> [OBJETIVO DEL EJERCICIO]: Por favor, reproduce todas las líneas de datos que siguen sin alterar nada.

Entradas de un conjunto de anotaciones por puntos:

------------------------------

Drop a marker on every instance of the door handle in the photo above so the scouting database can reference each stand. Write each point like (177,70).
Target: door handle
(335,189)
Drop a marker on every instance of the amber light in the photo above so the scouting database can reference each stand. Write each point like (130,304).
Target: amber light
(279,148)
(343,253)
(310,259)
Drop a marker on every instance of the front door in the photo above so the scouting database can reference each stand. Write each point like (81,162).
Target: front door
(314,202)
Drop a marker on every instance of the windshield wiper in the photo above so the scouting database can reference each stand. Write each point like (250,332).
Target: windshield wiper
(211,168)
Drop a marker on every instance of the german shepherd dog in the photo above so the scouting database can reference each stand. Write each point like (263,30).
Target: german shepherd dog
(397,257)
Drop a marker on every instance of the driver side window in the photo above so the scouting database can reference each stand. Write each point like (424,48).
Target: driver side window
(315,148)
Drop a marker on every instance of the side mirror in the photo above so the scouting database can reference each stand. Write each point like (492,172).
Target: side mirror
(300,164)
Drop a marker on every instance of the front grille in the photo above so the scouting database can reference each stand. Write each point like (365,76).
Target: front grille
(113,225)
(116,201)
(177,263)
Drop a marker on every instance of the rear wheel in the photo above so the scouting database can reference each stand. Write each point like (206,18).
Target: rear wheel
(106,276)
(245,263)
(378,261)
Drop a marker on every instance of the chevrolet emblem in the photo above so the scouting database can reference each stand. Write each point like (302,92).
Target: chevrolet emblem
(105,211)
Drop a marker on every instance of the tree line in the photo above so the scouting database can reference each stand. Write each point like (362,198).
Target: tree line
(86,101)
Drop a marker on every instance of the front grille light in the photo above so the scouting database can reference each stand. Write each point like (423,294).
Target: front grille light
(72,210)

------------------------------

> [RESPUESTA]:
Drop a marker on every instance of the door handle in the photo above so the scouting database can reference each stand. Write each point like (177,70).
Target: door handle
(335,189)
Drop a marker on every instance of the amber light in the photo above so the scouting database can reference each stand. Write each point like (130,304).
Target: amber light
(279,148)
(343,253)
(310,259)
Drop a marker on every instance of the front door in the photo above so the scouting database can reference each stand. Write each point like (81,162).
Target: front door
(314,202)
Drop a marker on every instance of the windshield wiper in the photo above so the scouting database can reference each stand. Write each point like (250,332).
Target: windshield wiper
(211,168)
Drop a marker on every instance of the german shepherd dog in the photo above so the scouting database can reference each stand. Write each point like (263,30).
Target: german shepherd dog
(397,257)
Drop a marker on every instance of the driver side window in the photo above so the scouting database can reference each stand. Write each point like (424,48).
Target: driver side window
(315,148)
Drop a marker on every instance of the side mirror in the photo above so the scouting database can reference each stand. Write each point like (492,172).
Target: side mirror
(300,164)
Drop a marker on every instance of the front grille in the photo above so the scouting database can reference each stand. Write each point like (365,76).
Target: front grille
(113,225)
(116,201)
(177,263)
Drop a marker on every instance of the rear wheel in the photo above so the scouting database can reference each stand. Write each point like (206,18).
Target: rear wheel
(106,276)
(245,263)
(378,261)
Drop a marker on every instance of the chevrolet emblem in the photo above so the scouting database can reference each stand. Write each point like (302,92).
Target: chevrolet emblem
(105,211)
Drop a marker on every instance of the tree line in the photo above so the scouting database can reference each stand. Write each point like (362,198).
Target: tree line
(86,101)
Drop a marker on every instance of the front grille light in the photo above so the scouting database can reference each stand. Write each point like (423,294).
Target: front grille light
(72,210)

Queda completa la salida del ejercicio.